■ Cosa fare ■
Trascrivi senza modifiche tutto il testo dell'estratto sul DOC che va da "L’esito è un" fino a "prima di fermarsi.", estremi inclusi.

■ Estratto ■
========================================

Ovvero, dinanzi alla forte convinzione che il danno può accadere e non riuscendo a trovare il modo di essere sicura che il medesimo danno sarà evitato, la persona con DOC effettua sempre più controlli che, però, non fugano i suoi dubbi, ma alimentano l’idea che qualcosa possa esser stata tralasciata e dimenticata.
L’esito è un aumento dei comportamenti compulsivi di controllo che, a loro volta, indeboliscono ancora la fiducia nella propria memoria e competenza nell’eseguire correttamente le azioni (“ho eseguito proprio bene tutti i controlli e le azioni? Ho tralasciato qualcosa?”).
Come mai è così difficile interrompere le compulsioni
La persona con DOC valuta le sue ossessioni come contenuti molto importanti per i quali sente di dover prendere delle decisioni urgenti e necessarie. Proprio per questo spende molte energie e risorse nel raccogliere prove che dimostrano a se stessa che ha eseguito bene i suoi comportamenti prima di fermarsi.

========================================

Estratti da un insieme di dati:
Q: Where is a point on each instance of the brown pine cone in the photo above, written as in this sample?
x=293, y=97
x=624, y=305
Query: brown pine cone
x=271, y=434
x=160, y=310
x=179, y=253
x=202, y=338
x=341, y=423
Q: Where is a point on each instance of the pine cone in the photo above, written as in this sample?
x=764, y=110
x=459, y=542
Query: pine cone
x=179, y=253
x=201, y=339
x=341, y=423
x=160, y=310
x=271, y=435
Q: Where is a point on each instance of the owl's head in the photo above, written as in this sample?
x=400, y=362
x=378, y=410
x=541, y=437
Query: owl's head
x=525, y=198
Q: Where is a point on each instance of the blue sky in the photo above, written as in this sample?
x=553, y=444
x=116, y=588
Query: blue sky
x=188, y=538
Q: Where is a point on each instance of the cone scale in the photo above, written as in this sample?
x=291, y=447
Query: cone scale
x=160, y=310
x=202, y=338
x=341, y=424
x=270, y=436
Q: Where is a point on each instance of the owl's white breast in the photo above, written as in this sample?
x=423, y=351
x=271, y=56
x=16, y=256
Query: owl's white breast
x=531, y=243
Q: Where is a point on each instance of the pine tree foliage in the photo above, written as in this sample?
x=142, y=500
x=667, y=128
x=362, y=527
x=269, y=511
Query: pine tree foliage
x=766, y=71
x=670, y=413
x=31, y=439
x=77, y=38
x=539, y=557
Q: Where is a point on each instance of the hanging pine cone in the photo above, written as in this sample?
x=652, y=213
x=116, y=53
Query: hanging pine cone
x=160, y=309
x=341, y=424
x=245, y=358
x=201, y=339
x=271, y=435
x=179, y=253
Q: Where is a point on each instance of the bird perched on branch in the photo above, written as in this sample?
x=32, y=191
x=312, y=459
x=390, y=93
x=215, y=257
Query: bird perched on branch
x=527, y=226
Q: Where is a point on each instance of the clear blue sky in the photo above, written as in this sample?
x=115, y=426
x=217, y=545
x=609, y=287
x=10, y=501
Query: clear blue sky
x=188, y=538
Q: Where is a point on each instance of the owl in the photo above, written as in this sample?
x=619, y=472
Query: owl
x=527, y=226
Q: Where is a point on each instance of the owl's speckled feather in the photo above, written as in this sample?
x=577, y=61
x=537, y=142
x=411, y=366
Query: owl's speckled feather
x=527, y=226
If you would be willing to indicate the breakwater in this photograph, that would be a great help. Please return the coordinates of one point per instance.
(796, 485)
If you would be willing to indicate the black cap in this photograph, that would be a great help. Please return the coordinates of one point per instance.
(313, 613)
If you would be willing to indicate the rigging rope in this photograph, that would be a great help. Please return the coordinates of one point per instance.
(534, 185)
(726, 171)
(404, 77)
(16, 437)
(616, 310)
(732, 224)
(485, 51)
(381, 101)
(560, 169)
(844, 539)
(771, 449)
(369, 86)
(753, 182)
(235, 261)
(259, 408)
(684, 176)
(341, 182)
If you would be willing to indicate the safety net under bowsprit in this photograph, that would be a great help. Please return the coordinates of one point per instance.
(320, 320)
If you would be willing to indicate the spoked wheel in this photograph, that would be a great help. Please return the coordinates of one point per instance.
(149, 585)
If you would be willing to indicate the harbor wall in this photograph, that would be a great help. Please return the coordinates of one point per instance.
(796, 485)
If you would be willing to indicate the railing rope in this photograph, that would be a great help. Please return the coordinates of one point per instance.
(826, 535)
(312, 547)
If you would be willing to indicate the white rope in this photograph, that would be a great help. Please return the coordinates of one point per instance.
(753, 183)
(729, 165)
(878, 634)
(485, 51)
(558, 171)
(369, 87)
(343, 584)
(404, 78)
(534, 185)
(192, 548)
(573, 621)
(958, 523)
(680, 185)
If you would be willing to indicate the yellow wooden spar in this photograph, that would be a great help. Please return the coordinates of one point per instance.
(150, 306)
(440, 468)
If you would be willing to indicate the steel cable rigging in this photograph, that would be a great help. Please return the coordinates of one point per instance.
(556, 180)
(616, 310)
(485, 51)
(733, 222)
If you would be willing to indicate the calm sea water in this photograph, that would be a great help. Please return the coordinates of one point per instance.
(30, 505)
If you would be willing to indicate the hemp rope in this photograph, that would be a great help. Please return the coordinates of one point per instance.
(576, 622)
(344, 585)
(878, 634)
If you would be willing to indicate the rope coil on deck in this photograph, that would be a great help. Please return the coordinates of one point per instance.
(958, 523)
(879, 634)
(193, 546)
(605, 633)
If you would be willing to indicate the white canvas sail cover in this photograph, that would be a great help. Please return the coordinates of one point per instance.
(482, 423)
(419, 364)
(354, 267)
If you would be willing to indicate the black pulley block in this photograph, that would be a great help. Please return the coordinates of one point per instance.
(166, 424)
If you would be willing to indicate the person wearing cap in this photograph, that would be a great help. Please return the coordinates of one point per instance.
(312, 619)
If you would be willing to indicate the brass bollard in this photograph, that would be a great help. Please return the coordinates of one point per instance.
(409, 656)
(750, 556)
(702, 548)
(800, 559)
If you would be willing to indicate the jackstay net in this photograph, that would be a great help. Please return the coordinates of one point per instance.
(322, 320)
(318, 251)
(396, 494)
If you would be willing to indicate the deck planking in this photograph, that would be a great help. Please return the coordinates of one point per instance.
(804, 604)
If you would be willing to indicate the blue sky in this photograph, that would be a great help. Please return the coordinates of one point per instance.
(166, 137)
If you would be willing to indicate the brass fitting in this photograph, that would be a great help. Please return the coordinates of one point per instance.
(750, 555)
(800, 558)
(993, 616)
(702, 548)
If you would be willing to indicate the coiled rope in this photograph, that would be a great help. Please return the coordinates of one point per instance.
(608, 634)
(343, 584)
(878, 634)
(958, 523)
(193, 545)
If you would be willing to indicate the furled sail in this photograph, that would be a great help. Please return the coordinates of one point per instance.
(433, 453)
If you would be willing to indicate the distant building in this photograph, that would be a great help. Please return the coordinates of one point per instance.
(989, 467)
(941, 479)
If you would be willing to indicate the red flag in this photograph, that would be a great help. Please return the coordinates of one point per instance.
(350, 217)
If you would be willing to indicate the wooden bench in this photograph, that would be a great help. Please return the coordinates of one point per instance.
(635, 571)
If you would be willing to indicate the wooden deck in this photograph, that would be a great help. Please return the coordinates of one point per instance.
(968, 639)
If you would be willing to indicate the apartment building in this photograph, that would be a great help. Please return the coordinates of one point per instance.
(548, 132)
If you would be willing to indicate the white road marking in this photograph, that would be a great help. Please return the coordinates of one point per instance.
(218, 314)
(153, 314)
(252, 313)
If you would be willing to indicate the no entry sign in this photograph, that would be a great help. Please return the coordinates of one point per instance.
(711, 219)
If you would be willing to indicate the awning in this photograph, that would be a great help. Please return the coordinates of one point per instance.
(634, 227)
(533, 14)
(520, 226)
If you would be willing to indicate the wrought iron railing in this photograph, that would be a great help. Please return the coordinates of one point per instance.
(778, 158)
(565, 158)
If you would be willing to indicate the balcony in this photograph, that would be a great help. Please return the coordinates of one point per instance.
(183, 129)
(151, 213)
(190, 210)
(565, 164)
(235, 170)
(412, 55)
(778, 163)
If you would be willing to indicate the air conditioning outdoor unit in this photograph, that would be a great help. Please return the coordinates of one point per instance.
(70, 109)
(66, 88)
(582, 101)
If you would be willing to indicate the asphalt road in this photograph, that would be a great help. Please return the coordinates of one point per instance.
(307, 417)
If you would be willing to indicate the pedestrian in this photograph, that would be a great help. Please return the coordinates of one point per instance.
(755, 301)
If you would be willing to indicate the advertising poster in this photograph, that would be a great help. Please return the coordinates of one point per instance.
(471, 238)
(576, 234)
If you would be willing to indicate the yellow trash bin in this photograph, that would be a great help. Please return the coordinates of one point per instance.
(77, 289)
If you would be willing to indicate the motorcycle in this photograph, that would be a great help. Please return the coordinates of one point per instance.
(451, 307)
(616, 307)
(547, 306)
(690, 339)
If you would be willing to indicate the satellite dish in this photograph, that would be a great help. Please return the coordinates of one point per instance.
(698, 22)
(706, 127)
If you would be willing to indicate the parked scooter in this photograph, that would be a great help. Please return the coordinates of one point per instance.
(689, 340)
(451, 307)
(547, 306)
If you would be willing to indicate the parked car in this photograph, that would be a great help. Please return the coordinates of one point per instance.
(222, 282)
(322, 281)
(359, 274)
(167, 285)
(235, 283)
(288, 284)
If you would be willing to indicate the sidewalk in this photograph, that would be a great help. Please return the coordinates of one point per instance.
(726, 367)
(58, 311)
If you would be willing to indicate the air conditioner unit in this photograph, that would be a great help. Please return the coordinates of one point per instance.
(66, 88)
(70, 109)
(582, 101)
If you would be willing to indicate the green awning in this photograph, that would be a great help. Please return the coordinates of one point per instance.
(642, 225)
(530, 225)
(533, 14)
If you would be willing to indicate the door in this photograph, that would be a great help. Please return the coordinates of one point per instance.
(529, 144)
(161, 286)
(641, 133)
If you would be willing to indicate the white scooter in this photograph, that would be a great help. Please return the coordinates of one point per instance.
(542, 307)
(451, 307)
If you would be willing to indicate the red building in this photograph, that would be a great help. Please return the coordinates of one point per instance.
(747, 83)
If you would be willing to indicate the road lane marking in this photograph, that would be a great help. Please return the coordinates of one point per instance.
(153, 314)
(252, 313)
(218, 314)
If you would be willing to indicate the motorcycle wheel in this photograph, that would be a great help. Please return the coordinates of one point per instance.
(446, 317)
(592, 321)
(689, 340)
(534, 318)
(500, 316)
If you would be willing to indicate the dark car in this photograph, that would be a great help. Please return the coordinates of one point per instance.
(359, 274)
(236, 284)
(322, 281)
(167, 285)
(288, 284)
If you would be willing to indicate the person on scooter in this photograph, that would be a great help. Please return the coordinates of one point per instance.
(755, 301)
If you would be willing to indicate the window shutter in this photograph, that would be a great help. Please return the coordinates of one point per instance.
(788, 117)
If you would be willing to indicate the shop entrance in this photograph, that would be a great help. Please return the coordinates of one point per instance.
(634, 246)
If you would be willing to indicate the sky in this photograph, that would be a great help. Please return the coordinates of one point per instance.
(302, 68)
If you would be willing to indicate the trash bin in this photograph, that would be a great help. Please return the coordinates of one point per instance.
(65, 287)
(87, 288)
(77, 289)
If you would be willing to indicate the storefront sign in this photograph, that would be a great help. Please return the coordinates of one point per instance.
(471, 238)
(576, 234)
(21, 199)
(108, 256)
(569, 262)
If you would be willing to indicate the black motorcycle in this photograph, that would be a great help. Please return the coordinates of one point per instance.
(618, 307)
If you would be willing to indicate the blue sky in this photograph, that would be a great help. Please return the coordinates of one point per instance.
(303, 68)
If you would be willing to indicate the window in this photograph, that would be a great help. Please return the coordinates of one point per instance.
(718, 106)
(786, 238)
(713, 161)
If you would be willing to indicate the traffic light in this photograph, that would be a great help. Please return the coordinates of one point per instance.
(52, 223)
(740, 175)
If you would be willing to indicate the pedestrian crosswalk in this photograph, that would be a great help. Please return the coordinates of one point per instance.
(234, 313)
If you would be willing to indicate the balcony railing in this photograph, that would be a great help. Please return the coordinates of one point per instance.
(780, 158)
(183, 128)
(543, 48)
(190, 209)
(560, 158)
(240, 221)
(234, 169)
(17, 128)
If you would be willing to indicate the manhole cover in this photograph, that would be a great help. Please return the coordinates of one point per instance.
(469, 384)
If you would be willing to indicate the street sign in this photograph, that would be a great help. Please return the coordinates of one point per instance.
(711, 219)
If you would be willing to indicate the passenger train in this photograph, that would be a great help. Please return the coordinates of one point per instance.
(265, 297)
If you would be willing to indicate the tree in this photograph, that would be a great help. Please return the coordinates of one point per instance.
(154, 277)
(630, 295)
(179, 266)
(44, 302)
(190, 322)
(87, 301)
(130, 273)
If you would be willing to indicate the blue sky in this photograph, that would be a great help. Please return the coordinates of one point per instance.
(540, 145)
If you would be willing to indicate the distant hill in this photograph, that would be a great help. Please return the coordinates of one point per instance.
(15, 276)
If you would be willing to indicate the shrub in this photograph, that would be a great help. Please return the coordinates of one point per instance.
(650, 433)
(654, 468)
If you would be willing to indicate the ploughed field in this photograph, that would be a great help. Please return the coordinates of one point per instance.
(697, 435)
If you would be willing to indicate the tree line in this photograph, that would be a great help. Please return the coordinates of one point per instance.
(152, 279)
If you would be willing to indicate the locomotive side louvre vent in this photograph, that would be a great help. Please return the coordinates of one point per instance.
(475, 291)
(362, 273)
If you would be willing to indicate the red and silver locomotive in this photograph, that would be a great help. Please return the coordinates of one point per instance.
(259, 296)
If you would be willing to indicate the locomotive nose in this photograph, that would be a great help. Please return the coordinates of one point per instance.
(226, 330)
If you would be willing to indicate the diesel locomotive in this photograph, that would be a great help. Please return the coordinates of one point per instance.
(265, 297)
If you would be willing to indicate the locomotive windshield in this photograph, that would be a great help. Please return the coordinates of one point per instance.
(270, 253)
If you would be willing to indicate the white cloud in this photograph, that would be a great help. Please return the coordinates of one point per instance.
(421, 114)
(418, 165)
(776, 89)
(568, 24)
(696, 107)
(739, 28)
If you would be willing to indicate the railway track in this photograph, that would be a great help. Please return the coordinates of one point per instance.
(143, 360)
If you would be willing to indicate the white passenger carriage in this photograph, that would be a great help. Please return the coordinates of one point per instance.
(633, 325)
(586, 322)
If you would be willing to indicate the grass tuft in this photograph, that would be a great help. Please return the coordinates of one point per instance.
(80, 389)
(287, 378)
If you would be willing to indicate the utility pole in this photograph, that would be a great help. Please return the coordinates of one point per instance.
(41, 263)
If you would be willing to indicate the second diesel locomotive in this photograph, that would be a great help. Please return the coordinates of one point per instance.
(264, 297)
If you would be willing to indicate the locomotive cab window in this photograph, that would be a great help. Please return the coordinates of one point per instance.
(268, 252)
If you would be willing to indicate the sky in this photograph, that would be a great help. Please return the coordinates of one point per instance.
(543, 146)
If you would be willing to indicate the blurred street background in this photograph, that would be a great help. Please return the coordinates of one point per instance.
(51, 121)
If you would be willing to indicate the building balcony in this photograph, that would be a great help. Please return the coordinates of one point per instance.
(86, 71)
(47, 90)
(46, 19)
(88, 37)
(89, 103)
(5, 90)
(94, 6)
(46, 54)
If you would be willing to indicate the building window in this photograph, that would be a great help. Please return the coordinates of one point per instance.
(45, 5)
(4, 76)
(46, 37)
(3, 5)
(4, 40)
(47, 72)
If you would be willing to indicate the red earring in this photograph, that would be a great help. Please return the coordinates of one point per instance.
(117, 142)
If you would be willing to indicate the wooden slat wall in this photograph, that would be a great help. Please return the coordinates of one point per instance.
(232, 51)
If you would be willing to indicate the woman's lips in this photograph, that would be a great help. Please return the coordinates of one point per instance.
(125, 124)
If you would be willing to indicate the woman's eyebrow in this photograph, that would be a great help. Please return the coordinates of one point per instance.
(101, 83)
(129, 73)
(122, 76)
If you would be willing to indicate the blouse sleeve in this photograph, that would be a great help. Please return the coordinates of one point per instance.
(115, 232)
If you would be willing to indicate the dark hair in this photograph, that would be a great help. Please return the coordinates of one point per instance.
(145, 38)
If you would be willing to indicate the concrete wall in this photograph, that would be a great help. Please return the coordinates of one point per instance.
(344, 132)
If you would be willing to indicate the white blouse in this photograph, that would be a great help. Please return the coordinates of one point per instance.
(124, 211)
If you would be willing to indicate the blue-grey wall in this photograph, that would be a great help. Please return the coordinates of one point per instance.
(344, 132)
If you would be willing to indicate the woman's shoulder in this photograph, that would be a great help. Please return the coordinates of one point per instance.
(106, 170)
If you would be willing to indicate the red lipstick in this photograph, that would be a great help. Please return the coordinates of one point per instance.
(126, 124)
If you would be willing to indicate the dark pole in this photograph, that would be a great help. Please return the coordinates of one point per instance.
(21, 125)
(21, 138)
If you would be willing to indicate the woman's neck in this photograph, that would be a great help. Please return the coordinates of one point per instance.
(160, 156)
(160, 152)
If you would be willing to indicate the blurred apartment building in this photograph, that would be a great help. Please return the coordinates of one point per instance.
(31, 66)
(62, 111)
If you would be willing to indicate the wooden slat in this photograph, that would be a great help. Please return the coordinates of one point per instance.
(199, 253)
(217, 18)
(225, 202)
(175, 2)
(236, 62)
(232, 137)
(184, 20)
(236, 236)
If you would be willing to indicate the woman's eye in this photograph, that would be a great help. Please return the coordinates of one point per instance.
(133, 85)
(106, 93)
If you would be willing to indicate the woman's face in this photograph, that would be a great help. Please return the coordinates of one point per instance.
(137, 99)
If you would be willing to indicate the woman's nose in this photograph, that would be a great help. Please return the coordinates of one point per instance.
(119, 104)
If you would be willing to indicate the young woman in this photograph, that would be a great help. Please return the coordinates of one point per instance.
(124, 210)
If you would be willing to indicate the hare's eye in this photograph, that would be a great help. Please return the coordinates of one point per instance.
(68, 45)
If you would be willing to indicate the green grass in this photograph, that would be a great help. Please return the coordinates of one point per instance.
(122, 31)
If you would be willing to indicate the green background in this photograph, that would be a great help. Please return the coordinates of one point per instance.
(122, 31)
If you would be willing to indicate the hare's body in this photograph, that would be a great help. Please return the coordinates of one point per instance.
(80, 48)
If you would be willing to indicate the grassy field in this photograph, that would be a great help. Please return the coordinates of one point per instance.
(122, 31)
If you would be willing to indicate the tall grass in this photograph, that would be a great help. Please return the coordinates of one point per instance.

========================================

■ Risposta all'esercizio ■
L’esito è un aumento dei comportamenti compulsivi di controllo che, a loro volta, indeboliscono ancora la fiducia nella propria memoria e competenza nell’eseguire correttamente le azioni (“ho eseguito proprio bene tutti i controlli e le azioni? Ho tralasciato qualcosa?”).
Come mai è così difficile interrompere le compulsioni
La persona con DOC valuta le sue ossessioni come contenuti molto importanti per i quali sente di dover prendere delle decisioni urgenti e necessarie. Proprio per questo spende molte energie e risorse nel raccogliere prove che dimostrano a se stessa che ha eseguito bene i suoi comportamenti prima di fermarsi.